Aquella muerte tuya, Nacho, tan salvaje y cobarde, a manos de los militares salvadoreños, dejaba tu cuerpo tendido sobre la grama del jardín de la Universidad Centroamericana José Simeón Cañas (UCA), junto a los cuerpos de tus compañeros y los de las dos colaboradoras del hogar, madre e hija.  Era una muerte individual y colectiva que componía un puzle macabro de cuerpos desparramados. De tu cráneo, horadado por una bala, salía aún un reguero de sangre reciente. Tu rostro quedaba oculto por tus brazos que mantenían su último vigor muscular. De ellos se expandía una ternura familiar inconsolable: llevabas puesto el mismo niqui azul que, días antes, te habíamos planchado en casa.

Aquella imagen recorrió inesperadamente el mundo, como un signo más de la barbarie humana.

Hoy, treinta años después, mi memoria ha ido disipando aquel horror y ahora en medio de la confusión de haber envejecido sólo me parece oír tu voz, serena y vital, convocándome a una imposible nueva existencia sin límites de tiempo ni espacio.

::::::::::

• [Qué se pide]
- 1) Devuelve, sin cambios, el fragmento del texto de lectura que va desde "Aquella muerte tuya, Nacho, tan" hasta "la barbarie humana.".
- 2) Según el texto de lectura, ¿qué prenda llevaba puesta Nacho?
- 3) Traduce al inglés esta oración del texto de lectura: "Aquella imagen recorrió inesperadamente el mundo, como un signo más de la barbarie humana."

::::::::::

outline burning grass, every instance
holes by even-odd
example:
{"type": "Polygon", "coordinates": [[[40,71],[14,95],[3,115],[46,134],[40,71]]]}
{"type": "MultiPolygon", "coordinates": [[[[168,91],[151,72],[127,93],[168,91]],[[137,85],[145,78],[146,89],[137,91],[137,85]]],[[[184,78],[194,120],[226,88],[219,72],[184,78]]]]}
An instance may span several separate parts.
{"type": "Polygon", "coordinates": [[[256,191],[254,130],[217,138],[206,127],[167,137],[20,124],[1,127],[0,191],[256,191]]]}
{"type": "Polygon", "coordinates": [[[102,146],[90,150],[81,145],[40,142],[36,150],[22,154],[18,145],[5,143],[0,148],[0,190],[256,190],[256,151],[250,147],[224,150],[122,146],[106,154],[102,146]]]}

::::::::::

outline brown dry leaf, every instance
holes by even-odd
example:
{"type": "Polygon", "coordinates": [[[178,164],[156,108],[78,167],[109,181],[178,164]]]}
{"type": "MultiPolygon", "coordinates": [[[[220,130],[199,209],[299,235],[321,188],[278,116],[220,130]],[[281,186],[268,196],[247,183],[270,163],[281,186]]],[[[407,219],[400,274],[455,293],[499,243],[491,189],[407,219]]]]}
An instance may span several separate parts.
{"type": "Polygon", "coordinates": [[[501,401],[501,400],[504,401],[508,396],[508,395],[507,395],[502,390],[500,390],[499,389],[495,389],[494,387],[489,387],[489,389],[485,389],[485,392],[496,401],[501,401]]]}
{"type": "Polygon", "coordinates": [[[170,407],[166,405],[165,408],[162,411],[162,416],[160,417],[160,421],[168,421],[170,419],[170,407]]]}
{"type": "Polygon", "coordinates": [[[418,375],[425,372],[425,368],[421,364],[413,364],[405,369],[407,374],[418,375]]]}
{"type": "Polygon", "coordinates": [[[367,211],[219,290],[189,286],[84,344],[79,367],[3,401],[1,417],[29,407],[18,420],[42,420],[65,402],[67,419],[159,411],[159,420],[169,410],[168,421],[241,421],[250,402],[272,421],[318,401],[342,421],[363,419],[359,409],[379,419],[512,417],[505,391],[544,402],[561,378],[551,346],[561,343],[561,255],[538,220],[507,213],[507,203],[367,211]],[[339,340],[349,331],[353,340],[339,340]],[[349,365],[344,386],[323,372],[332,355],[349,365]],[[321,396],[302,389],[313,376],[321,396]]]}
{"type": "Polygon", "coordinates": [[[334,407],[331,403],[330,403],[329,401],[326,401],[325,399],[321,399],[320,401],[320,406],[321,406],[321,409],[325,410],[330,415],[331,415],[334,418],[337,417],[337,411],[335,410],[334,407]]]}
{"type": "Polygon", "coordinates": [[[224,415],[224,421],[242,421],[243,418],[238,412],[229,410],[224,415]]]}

::::::::::

• [Las respuestas]
- 1)
Aquella muerte tuya, Nacho, tan salvaje y cobarde, a manos de los militares salvadoreños, dejaba tu cuerpo tendido sobre la grama del jardín de la Universidad Centroamericana José Simeón Cañas (UCA), junto a los cuerpos de tus compañeros y los de las dos colaboradoras del hogar, madre e hija.  Era una muerte individual y colectiva que componía un puzle macabro de cuerpos desparramados. De tu cráneo, horadado por una bala, salía aún un reguero de sangre reciente. Tu rostro quedaba oculto por tus brazos que mantenían su último vigor muscular. De ellos se expandía una ternura familiar inconsolable: llevabas puesto el mismo niqui azul que, días antes, te habíamos planchado en casa.

Aquella imagen recorrió inesperadamente el mundo, como un signo más de la barbarie humana.

- 2) Llevaba el mismo niqui azul que, días antes, le habían planchado en casa.

- 3) That image unexpectedly traveled around the world, as one more sign of human barbarity.